#### Aim of the exercise
Take the line that contains "railing in this photo." in the data below and each line after it, through the last, and repeat them unchanged.
Start of Block
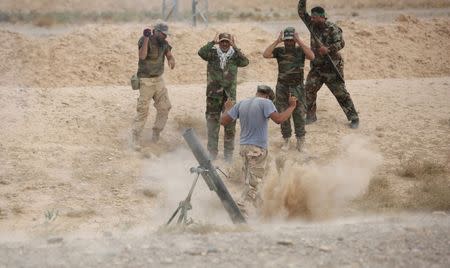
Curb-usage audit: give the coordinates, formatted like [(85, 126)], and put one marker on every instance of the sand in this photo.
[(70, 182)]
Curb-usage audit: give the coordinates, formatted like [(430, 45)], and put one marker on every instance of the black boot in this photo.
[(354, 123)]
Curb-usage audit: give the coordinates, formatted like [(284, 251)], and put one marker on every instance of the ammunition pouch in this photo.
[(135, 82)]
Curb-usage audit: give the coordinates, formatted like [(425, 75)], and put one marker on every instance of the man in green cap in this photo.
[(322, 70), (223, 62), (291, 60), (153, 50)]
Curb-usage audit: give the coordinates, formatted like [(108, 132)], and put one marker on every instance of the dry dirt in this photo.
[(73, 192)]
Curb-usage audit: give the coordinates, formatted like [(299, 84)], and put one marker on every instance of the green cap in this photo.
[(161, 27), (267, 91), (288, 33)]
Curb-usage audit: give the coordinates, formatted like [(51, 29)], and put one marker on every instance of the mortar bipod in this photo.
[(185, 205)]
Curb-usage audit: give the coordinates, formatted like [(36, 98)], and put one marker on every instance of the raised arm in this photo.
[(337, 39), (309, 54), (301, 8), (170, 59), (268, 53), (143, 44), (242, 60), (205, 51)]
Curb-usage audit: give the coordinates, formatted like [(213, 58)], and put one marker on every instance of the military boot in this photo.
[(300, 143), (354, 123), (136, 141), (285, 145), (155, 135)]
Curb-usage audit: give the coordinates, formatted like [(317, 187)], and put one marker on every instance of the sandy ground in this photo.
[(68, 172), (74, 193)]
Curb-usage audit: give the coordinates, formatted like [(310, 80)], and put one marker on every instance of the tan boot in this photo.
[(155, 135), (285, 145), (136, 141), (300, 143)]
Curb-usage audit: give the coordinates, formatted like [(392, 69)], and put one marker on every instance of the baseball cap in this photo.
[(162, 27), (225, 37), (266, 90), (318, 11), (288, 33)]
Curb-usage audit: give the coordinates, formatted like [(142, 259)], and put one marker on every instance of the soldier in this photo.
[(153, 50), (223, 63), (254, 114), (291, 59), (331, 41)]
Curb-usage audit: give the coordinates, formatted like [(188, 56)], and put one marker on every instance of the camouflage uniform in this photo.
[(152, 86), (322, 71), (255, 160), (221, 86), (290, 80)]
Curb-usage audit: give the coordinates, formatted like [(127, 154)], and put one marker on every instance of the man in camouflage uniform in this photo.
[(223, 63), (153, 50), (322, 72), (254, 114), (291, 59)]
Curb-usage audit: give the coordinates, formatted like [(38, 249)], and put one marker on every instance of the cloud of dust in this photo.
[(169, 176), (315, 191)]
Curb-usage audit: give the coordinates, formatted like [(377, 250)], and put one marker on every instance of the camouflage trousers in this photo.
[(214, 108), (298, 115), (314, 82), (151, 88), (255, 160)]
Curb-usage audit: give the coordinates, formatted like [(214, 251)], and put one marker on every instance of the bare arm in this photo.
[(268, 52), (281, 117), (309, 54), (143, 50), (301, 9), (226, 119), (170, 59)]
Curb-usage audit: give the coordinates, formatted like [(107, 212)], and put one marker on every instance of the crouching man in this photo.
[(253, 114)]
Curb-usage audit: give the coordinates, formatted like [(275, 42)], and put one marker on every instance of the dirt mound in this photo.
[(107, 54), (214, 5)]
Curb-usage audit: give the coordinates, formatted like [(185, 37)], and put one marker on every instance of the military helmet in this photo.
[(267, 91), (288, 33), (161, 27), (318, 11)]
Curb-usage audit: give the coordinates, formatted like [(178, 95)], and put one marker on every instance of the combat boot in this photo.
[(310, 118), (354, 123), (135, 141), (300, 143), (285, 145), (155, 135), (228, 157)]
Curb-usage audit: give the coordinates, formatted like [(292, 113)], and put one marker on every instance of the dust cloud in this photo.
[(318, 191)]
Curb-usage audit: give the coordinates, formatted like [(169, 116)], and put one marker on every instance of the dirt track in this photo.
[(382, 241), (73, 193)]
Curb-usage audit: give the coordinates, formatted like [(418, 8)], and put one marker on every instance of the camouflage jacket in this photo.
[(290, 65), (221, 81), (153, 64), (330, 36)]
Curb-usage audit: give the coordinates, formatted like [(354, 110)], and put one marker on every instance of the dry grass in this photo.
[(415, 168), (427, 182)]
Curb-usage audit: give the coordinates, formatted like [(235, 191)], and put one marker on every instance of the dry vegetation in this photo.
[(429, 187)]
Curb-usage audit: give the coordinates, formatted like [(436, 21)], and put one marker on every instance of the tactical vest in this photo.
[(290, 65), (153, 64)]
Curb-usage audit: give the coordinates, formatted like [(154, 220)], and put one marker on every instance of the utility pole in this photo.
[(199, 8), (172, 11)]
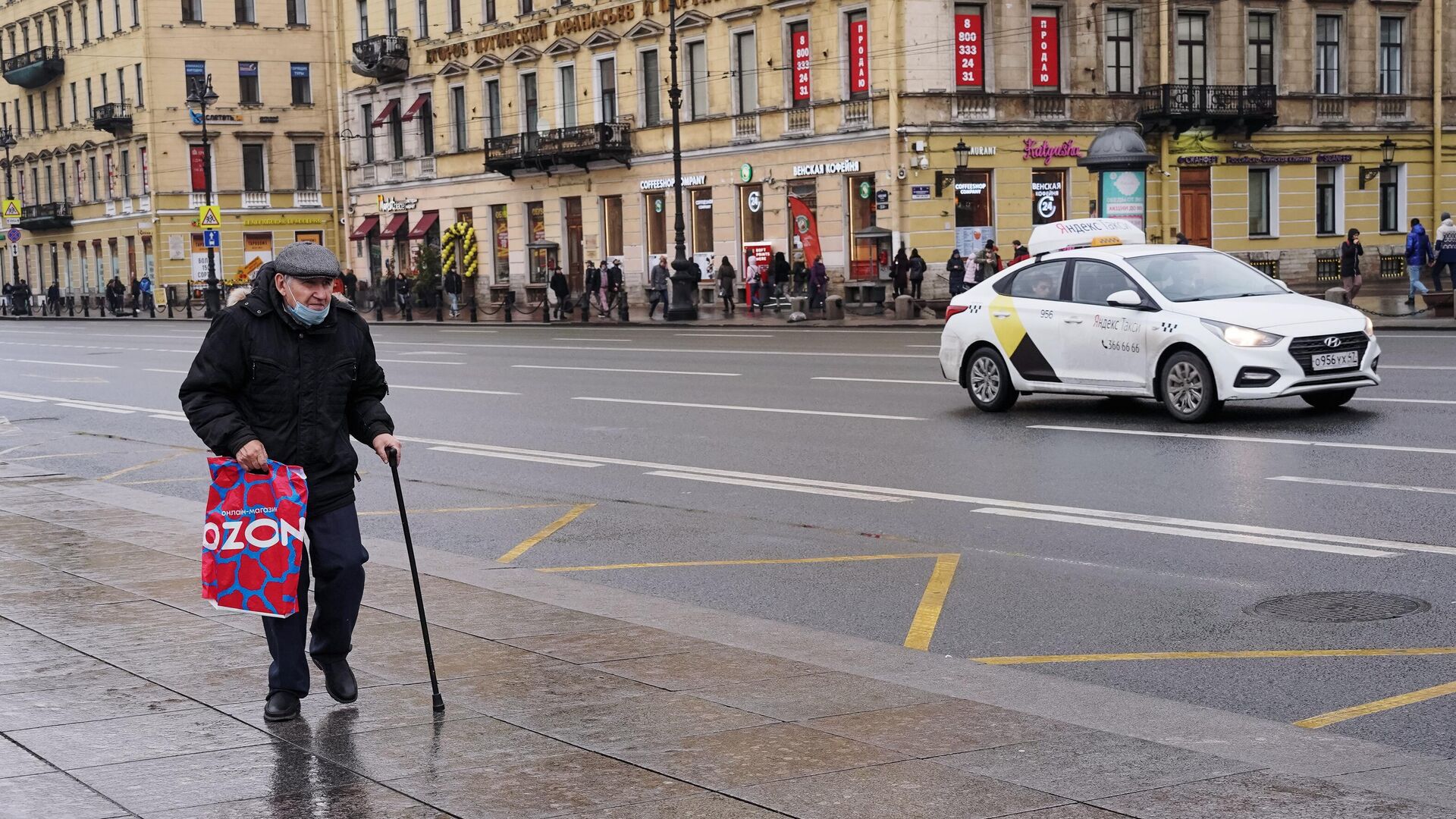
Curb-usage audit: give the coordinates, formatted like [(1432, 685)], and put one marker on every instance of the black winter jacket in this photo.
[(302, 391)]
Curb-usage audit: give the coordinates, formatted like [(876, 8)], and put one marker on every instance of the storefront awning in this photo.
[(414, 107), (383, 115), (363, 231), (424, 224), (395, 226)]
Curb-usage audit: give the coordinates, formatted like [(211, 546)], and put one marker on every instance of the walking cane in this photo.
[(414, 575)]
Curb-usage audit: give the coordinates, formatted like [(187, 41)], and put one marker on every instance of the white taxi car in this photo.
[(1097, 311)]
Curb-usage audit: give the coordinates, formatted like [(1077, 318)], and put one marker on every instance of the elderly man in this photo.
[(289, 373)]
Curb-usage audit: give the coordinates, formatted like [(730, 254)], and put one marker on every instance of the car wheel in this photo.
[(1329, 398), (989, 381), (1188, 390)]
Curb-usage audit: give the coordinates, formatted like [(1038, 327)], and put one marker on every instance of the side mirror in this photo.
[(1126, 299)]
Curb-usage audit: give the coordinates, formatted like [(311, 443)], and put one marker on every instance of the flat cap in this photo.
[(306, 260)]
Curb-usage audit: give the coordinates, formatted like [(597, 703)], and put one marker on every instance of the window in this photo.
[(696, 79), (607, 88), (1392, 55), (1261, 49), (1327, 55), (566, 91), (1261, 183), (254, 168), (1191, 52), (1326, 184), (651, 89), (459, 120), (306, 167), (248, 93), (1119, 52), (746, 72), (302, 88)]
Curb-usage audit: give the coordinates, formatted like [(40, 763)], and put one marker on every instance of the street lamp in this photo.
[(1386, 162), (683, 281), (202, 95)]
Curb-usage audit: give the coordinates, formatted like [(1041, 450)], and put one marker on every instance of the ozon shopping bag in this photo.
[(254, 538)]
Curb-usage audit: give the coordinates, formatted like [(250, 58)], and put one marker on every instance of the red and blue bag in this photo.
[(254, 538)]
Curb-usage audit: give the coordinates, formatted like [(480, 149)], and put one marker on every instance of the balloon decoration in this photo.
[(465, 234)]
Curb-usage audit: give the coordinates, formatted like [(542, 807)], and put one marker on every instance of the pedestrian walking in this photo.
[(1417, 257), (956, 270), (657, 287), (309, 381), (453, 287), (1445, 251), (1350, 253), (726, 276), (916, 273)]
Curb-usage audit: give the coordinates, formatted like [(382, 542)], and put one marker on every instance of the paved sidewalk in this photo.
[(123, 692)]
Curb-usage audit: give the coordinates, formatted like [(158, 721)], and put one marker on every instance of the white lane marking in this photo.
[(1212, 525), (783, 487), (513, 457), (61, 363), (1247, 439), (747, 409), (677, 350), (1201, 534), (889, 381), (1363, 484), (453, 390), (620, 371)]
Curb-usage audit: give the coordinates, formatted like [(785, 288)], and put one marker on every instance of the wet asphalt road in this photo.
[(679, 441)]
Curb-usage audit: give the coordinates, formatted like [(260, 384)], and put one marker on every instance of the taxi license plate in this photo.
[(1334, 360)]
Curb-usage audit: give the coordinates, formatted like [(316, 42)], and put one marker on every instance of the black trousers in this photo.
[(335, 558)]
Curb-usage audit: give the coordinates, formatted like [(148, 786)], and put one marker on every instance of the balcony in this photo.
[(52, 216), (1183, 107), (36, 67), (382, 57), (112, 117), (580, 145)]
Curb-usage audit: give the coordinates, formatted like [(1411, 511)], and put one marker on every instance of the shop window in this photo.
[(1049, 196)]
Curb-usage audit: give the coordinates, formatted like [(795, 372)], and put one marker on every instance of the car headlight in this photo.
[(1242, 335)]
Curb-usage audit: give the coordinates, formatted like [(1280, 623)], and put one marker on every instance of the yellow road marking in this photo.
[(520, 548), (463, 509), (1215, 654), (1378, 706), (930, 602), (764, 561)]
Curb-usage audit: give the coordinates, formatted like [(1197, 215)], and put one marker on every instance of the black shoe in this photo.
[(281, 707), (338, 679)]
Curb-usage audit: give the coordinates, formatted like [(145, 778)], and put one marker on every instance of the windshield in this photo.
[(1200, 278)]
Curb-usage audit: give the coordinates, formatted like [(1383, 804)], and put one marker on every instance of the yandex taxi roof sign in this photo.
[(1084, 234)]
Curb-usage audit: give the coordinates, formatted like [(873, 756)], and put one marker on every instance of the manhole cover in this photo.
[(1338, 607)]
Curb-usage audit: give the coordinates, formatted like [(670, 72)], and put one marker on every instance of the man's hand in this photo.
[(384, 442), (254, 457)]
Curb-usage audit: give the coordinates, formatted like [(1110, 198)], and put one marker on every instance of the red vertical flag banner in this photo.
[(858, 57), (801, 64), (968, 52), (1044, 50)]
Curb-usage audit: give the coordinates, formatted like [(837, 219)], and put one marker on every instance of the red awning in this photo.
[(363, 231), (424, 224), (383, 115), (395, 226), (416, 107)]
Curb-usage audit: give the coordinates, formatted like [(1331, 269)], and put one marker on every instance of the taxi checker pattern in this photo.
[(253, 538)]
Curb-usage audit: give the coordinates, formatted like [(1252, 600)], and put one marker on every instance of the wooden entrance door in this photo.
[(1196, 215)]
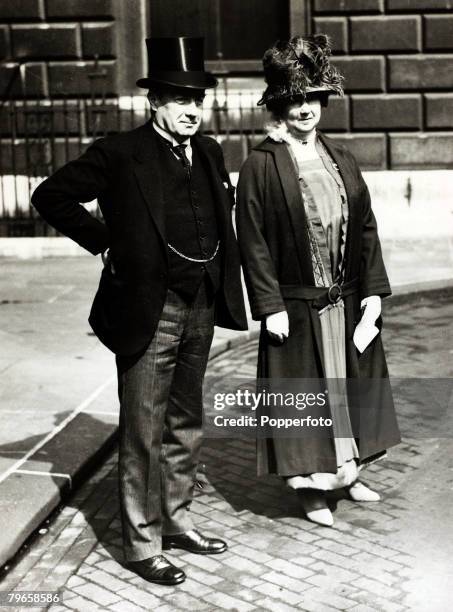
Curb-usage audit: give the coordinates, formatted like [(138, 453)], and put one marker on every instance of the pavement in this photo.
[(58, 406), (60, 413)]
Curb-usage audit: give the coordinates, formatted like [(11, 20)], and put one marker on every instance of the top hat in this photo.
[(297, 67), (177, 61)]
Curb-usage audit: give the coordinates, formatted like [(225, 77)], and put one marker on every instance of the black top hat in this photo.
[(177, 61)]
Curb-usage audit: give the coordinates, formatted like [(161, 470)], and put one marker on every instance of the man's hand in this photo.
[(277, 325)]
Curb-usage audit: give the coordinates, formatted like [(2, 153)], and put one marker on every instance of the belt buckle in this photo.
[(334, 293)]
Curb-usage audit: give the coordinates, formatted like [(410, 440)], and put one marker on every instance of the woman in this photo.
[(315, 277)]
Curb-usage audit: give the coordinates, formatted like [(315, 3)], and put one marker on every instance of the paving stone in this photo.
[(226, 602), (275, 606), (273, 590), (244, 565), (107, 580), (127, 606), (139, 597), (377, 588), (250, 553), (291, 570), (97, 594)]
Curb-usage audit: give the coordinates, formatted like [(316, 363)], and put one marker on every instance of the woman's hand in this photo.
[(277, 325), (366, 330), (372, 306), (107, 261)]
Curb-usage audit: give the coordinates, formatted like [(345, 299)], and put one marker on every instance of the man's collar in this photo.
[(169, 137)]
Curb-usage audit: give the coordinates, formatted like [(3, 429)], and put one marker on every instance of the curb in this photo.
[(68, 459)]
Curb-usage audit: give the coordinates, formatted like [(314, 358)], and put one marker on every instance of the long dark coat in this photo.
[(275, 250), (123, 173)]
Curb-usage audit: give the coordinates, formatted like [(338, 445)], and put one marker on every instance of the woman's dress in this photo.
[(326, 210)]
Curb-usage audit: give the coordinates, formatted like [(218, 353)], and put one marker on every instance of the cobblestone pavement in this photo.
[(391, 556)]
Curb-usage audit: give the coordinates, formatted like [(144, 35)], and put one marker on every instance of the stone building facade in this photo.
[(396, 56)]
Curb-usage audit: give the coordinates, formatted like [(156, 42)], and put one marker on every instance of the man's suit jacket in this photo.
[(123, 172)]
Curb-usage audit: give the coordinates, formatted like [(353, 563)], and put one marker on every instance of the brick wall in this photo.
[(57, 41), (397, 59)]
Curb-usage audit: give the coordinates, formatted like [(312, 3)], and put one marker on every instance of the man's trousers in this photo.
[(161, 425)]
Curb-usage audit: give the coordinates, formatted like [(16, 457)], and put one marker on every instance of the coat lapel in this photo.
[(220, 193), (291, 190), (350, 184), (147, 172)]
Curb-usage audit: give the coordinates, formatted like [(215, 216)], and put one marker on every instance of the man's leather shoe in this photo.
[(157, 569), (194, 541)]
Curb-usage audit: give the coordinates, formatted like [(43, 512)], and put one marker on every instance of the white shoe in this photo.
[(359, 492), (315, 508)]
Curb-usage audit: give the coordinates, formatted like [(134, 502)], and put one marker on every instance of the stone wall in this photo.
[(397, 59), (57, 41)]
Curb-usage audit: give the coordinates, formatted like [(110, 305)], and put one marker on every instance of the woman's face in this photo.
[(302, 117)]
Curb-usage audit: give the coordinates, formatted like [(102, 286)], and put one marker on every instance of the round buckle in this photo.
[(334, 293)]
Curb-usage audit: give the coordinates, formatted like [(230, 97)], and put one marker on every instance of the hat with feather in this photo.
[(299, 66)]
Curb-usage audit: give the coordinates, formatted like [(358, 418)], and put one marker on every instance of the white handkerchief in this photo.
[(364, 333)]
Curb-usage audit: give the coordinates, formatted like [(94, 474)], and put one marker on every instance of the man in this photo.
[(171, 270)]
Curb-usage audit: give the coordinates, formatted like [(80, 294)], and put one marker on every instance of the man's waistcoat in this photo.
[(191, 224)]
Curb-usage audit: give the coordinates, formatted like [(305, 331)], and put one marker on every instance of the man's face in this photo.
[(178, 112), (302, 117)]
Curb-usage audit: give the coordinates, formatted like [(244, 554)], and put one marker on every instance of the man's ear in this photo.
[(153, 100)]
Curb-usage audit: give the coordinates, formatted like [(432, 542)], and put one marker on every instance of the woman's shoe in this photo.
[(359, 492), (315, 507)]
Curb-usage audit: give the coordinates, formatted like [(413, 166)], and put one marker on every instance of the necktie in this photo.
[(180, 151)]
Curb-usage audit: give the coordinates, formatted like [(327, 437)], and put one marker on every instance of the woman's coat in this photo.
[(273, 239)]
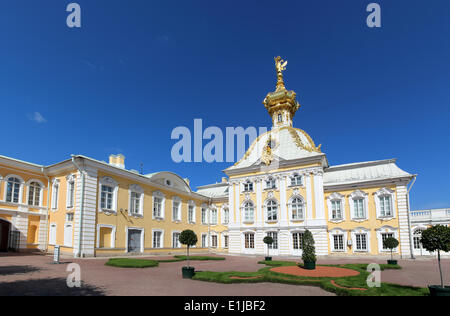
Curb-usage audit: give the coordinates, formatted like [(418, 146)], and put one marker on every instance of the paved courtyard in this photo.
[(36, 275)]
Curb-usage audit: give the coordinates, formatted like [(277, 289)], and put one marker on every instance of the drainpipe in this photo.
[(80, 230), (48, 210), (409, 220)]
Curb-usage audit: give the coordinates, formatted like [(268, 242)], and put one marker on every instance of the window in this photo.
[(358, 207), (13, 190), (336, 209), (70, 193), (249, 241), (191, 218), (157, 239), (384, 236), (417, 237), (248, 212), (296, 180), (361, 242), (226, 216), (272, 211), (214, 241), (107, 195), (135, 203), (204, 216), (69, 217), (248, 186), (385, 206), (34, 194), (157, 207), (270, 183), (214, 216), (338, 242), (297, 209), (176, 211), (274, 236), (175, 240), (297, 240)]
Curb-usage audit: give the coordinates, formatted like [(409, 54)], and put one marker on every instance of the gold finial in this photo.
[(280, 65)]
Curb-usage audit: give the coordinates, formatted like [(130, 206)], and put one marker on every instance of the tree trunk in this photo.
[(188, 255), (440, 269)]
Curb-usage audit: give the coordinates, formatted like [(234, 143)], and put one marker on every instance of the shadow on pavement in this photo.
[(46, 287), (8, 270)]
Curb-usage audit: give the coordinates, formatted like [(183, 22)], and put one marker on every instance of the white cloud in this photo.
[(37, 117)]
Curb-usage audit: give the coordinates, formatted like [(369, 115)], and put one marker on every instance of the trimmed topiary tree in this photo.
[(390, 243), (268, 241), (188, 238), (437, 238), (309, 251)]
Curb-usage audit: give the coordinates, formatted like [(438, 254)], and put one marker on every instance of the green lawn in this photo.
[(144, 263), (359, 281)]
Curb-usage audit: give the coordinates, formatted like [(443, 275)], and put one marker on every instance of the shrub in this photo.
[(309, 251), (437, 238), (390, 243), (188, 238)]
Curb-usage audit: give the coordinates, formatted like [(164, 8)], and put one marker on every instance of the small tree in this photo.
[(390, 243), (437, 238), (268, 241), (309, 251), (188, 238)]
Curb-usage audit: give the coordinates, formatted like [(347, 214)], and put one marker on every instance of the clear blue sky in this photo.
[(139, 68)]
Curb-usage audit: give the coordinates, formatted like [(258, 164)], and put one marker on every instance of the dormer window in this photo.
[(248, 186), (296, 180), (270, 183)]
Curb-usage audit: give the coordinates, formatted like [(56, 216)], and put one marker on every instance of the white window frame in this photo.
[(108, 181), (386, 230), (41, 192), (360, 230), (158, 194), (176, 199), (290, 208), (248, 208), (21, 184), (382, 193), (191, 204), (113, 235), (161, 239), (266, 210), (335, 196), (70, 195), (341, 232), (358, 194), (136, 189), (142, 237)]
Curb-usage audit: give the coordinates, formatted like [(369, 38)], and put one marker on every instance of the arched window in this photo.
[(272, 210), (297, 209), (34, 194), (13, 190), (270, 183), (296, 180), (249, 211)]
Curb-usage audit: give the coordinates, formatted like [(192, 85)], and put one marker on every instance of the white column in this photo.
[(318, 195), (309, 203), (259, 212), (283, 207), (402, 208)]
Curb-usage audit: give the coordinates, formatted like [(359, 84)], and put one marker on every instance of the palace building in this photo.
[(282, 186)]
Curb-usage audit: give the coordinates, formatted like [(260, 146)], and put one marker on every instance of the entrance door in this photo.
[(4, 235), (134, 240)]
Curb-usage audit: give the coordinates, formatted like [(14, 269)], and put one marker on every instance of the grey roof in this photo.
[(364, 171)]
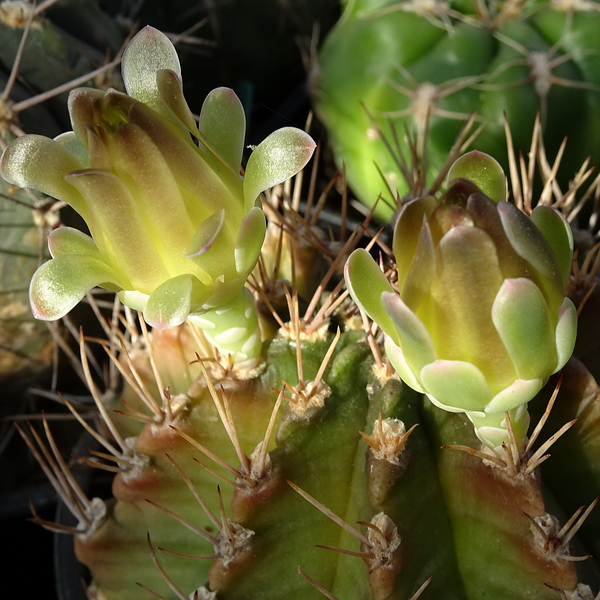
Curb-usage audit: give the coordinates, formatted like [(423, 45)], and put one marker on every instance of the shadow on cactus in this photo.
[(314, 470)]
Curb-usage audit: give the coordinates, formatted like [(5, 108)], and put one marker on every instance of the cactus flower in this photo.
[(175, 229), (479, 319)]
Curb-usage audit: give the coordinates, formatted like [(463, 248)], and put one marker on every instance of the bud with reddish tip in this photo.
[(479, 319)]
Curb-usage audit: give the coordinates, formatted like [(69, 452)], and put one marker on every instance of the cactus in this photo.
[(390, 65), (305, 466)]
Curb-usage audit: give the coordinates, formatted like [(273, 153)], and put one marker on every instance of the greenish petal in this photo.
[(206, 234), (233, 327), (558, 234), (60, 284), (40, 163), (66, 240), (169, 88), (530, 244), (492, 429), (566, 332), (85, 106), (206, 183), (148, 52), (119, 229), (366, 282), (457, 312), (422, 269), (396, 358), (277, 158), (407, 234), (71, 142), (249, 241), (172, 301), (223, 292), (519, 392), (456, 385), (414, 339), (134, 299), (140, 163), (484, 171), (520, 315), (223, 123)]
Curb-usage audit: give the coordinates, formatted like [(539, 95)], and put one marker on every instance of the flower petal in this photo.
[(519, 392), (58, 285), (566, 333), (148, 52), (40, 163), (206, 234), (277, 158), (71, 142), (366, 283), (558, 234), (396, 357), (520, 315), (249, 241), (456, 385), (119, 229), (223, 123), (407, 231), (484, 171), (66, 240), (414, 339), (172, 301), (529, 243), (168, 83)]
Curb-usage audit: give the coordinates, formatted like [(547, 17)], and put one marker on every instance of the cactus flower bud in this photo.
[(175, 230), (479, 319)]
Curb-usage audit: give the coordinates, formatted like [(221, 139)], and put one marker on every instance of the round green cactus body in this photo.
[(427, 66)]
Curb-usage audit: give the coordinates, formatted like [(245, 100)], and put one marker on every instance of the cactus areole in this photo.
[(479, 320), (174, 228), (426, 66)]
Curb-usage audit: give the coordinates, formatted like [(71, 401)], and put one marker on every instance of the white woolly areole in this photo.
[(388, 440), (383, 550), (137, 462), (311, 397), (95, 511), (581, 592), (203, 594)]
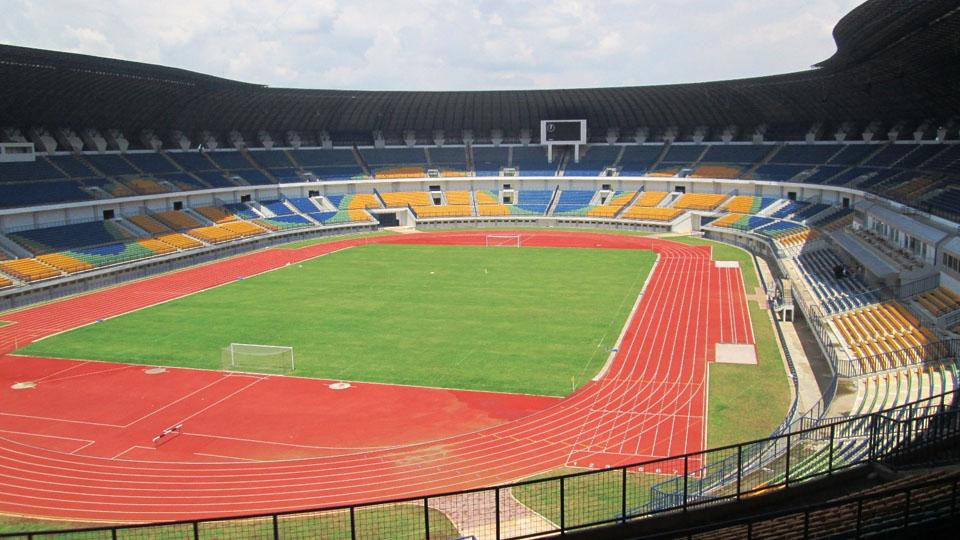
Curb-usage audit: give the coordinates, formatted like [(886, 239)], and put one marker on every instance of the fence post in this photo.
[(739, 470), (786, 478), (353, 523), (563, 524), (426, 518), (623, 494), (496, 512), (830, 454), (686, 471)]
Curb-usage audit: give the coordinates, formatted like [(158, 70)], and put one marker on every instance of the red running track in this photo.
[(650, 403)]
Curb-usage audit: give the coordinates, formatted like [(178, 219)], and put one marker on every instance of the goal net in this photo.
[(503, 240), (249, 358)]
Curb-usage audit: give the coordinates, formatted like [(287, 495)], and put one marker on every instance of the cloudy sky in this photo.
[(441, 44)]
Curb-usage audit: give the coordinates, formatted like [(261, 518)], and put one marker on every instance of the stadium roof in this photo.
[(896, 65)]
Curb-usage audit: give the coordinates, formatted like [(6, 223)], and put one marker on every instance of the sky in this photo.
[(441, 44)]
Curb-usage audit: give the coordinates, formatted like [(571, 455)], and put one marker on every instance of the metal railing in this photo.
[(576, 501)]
End of Block
#### Task output
Curb-usage audit: give the coordinates, formatted like [(571, 455)], and put one marker on every instance of the metal railing in this photo.
[(576, 501)]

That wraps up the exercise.